• _AIM OF THE TASK_: Set down every line of the data, unchanged and complete.

==== RECORDS TO USE

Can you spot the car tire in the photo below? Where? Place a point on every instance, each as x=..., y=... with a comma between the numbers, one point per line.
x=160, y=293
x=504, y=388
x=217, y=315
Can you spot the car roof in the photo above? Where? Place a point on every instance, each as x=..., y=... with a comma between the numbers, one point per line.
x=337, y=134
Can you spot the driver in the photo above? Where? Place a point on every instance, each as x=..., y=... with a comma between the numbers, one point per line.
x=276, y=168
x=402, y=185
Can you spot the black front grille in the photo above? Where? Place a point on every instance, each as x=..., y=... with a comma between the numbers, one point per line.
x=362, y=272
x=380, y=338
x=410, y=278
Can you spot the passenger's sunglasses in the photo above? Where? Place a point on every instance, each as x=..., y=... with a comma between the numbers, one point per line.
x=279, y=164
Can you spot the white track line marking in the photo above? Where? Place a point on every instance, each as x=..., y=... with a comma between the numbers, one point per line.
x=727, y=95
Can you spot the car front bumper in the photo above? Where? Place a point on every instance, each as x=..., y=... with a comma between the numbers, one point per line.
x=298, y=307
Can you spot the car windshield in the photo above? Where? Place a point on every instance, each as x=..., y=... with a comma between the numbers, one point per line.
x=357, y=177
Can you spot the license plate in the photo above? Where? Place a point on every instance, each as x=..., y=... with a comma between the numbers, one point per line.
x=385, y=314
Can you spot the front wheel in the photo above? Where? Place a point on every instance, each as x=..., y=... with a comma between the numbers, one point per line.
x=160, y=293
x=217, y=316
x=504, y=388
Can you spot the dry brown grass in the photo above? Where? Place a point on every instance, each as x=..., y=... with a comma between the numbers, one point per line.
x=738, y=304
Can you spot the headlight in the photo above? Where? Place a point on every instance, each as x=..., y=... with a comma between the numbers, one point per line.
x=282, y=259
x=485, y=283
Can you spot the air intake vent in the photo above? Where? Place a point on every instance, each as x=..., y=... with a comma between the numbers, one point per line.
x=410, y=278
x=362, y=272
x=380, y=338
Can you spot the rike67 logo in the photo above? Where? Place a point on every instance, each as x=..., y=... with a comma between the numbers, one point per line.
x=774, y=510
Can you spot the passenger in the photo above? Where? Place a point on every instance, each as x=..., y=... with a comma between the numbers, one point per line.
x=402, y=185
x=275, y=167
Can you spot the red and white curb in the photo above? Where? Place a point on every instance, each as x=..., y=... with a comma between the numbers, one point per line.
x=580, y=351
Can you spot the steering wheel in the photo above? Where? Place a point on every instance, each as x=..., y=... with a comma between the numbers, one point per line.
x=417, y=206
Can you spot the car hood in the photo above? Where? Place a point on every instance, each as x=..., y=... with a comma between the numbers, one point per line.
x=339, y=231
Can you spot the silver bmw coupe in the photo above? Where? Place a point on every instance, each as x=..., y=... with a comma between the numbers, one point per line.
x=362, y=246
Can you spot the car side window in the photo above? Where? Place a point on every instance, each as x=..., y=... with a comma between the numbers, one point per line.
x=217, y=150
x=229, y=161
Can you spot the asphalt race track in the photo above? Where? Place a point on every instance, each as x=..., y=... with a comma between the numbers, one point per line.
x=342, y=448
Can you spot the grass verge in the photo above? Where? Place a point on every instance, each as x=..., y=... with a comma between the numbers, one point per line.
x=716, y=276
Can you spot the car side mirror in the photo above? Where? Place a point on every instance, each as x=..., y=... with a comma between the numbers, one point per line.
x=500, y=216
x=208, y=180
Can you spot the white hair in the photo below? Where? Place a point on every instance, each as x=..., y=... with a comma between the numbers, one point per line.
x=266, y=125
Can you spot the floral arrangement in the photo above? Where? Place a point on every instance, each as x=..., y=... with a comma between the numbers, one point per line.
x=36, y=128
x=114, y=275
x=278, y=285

========

• _REPLY_:
Can you spot the car tire in the photo below? Where? Place a point on every instance, each as x=..., y=... with a comma between the numbers, one point per line.
x=160, y=293
x=504, y=388
x=217, y=315
Can you spot the car roof in the photo above? Where? Place a point on every instance, each as x=..., y=... with a comma between the numbers, one point per line.
x=337, y=134
Can you spot the driver in the photo above? Where? Place a point on every instance, each as x=..., y=... with a comma between the numbers, one point per line.
x=276, y=168
x=402, y=185
Can you spot the black front grille in the photo above? Where? Place a point on every instance, each as x=..., y=... with a comma between the numbers, one point per line.
x=362, y=272
x=380, y=338
x=410, y=278
Can you spot the passenger's sunglasses in the photo above? Where? Place a point on every instance, each as x=..., y=... with a comma between the numbers, one point per line.
x=279, y=164
Can you spot the white track line marking in the photo above? Where? Place a point on every instance, each as x=..., y=... with a comma between the numbers, one point per line.
x=727, y=95
Can you spot the car front bumper in the photo above? Where? Place a point on every instance, each as x=..., y=... with a comma between the numbers, one point per line.
x=298, y=307
Can you spot the car windshield in the photo above? Where? Place a point on every instance, each as x=..., y=... with a comma between the numbers, one point per line.
x=357, y=177
Can you spot the license plate in the photo above? Where? Place a point on every instance, each as x=..., y=... with a comma between the numbers, one point per line.
x=385, y=314
Can you spot the front wheel in the photo above? Where? Place a point on every instance, each as x=..., y=... with a comma between the numbers, one point per line.
x=160, y=293
x=217, y=316
x=504, y=388
Can you spot the dry brown grass in the photo above? Where? Place a point on every instance, each as x=..., y=... with a comma between the numbers, one point per line.
x=738, y=304
Can you spot the headlight in the photo above? Where? Place a point on every instance, each as x=..., y=... with a comma between the numbers, one point per line.
x=282, y=259
x=485, y=283
Can you spot the air intake vent in the photo above? Where? Place a point on every instance, each as x=..., y=... with a comma between the numbers, one point per line.
x=410, y=278
x=362, y=272
x=380, y=338
Can you spot the rike67 logo in the photo above? Where? Place a point on every instance, each as x=..., y=... with a comma between the numbers, one point per line.
x=774, y=510
Can you spot the passenger in the photo above? Where? Place a point on every instance, each as x=..., y=... with a comma between the numbers, one point per line.
x=402, y=185
x=275, y=167
Can you spot the red and white curb in the photo above? Where? Place a point on every instance, each as x=..., y=... with a comma between the numbers, one point per line.
x=580, y=351
Can you spot the steering wheel in the photo above? Where? Place a point on every instance, each as x=..., y=... with a comma between the numbers, one point per line.
x=417, y=206
Can you spot the car hood in the photo above? Where? Place a point on every instance, each as x=..., y=... with a comma between the numbers, one point per line.
x=339, y=231
Can you spot the silver bmw coupe in the photo above? Where? Place a point on every instance, each as x=..., y=... with a comma between the numbers, one point per line.
x=362, y=246
Can you spot the car side window in the photo above? Where? Place a point on every instance, each as x=..., y=... with a comma between the numbers, one point per line.
x=217, y=150
x=229, y=161
Can you spot the asphalt race track in the photo above? Where? Place a point on every instance, each as x=..., y=... with a comma between the numbers, one point per line.
x=342, y=448
Can you spot the grass verge in the photo above? Where? Place a point on every instance, each as x=..., y=... with a comma between the numbers, one point per line.
x=716, y=276
Can you spot the car side mirror in the photo above? Where? Place a point on every instance, each as x=..., y=... with a comma between the numbers, one point per line.
x=500, y=216
x=208, y=180
Can you spot the white hair in the photo below? Where? Place a point on every instance, each as x=..., y=... with a comma between the numbers, one point per line.
x=266, y=125
Can you spot the floral arrangement in the photo above? Where? Place a point on every instance, each as x=..., y=... with a comma between the numbers, one point per line.
x=36, y=128
x=114, y=275
x=278, y=285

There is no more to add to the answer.